Task item =>
Continue the passage on marine bacteria that degrade hydrocarbons and reduce metal mobility in contaminated sediments, starting after its last sentence.

Text under study =>
Few studies report the presence of Epibacterium sp. in contaminated sediments probably because many of these strains are usually identified as belonging to the clade of Ruegeria. Both genera belong to the Roseobacter lineage, which have been suggested to be a possible hydrocarbon degrader as revealed by the presence of many genes in their genome encoding for alkane hydroxylases and uncharacterised ring-cleaving and ring-hydroxylating dioxygenases [46]. Indeed, previous studies [18,47,48] highlighted how Roseobacter and specifically Ruegeria sp. are able to favour the degradation of hydrocarbons. The hydrocarbon removal capacity of Epibacterium sp. SZN4 confirms the effectiveness of Rhodobacteraceae members, such as Ruegeria sp., present in a wide range of marine habitats [49], to deal with such organic pollutants [50].

Virgibacillus sp. has been associated with polluted sediments in a few studies, [51], while the taxa belonging to Virgibacillus possess enzymes involved in catechol degradation [34]. These results encourage further investigations on the ability of this taxon to degrade hydrocarbons since the sequences belonging to the genus Virgibacillus have been shown to be dominant in bacterial communities associated with petroleum contaminated desert soil [52]. Furthermore, its ability to produce bio-flocculating compounds to enhance hydrocarbon biodegradation and metal ion removal [53,54] represents another key factor for this promising bacterium for bioremediation purposes.

The ability of microorganisms to reduce concentrations of soluble/exchangeable metals is of significant interest, as it is known that metals that bind with organic matter or form inorganic precipitates (e.g., sulphides) have a lower mobility and decreased toxicity [55]. This ability to immobilise metals by precipitating them to insoluble forms in the sediment has been described for sulphate-reducing bacteria, which are able to reduce the amount of metals associated with the exchangeable fraction by up to 70% [56,57,58,59].

Sulphate-reducing bacteria are not the only bacteria able to induce changes in the partitioning of metals into less mobile geochemical fractions [60], through biosorption and bioaccumulation [61,62], or in acid environments, through bioleaching [63]. The present study confirms the ability of bacteria mainly belonging to the order Oceanospirillales, Rhodobacterales, and Alteromonadales, to effectively lower metal bioavailability. Moreover, experimental data reveal that the highest reduction in metal mobility is obtained using co-cultures rather than individual isolates.

Arsenic mobility was reduced by all bacterial strains as well as by the consortia in the present study. This capacity is probably due to the large fraction of As associated with the most mobile fraction as well as its widespread occurrence throughout the sampled area [64]. Halomonas sp. showed a poor capacity to reduce As bioavailability, which increased when Halomonas sp. SZN1 and Alcanivorax sp. SZN2 were associated to this species, enhancing their biological activity towards metals. Conversely, the distribution of other metals, such as Cu and Zn was not modified by any of the bacteria strains, since the mobile fraction of such elements was reduced compared to reducible and oxidisable fractions.

Information supplied =>

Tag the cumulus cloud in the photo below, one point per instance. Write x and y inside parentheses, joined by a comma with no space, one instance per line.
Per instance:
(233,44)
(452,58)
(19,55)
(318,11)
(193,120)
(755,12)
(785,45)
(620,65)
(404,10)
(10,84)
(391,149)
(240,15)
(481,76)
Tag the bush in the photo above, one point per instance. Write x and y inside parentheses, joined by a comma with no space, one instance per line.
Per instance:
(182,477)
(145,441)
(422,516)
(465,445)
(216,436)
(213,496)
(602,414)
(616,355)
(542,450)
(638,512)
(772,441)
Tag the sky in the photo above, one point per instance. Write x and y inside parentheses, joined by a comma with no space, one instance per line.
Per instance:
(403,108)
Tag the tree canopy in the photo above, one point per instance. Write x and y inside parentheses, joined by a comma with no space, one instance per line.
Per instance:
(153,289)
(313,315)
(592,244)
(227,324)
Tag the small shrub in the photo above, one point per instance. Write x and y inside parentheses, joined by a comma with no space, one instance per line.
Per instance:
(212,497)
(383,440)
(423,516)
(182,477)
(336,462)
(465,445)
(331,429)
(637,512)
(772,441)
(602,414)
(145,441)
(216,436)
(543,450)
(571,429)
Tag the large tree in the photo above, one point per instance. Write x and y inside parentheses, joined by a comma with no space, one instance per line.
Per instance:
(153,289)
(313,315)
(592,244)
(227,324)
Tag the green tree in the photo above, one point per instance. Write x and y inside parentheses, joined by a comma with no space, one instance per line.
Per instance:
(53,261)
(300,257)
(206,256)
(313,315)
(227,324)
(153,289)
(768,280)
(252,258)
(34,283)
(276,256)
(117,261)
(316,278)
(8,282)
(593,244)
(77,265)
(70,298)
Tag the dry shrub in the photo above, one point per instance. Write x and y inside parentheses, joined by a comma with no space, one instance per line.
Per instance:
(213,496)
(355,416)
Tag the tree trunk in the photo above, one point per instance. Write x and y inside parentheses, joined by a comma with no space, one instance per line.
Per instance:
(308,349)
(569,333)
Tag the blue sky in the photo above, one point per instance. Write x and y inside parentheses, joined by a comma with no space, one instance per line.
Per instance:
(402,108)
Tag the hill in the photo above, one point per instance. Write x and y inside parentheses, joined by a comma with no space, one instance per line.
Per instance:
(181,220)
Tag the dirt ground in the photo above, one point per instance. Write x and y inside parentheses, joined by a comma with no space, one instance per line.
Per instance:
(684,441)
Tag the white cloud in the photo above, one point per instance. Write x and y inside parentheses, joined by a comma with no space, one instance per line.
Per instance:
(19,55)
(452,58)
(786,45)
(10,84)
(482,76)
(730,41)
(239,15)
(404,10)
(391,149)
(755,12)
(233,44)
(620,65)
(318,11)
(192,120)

Response box =>
Epibacterium sp. SZN4 and Pseudoalteromonas sp. SZN3 were the only isolated strains able to reduce the mobility of Pb. The ability of the Pseudoalteromonas sp. SZN3 is not surprising since it has been demonstrated that the production of glycoprotein exopolymers by Pseudoalteromonas sp. induces metal ion binding [65]. While previous studies [66] report a decreased Pb mobility promoted by the activity of Oceanospirillaceae, Sinobacteraceae, Flavobacteriaceae, Firmicutes, and Bacteroidetes, to our knowledge, this is the first time that members of Epibacterium and Pseudoalteromonas genera are described to efficiently partition Pb when co-cultured.

Except for As, Virgibacillus sp. SZN7 (belonging to Consortium 3) does not affect the distribution of any of the other metals. Such an observation may explain the reduced ability of Consortium 3 to change metal partitioning among the different geochemical fractions of the sediment.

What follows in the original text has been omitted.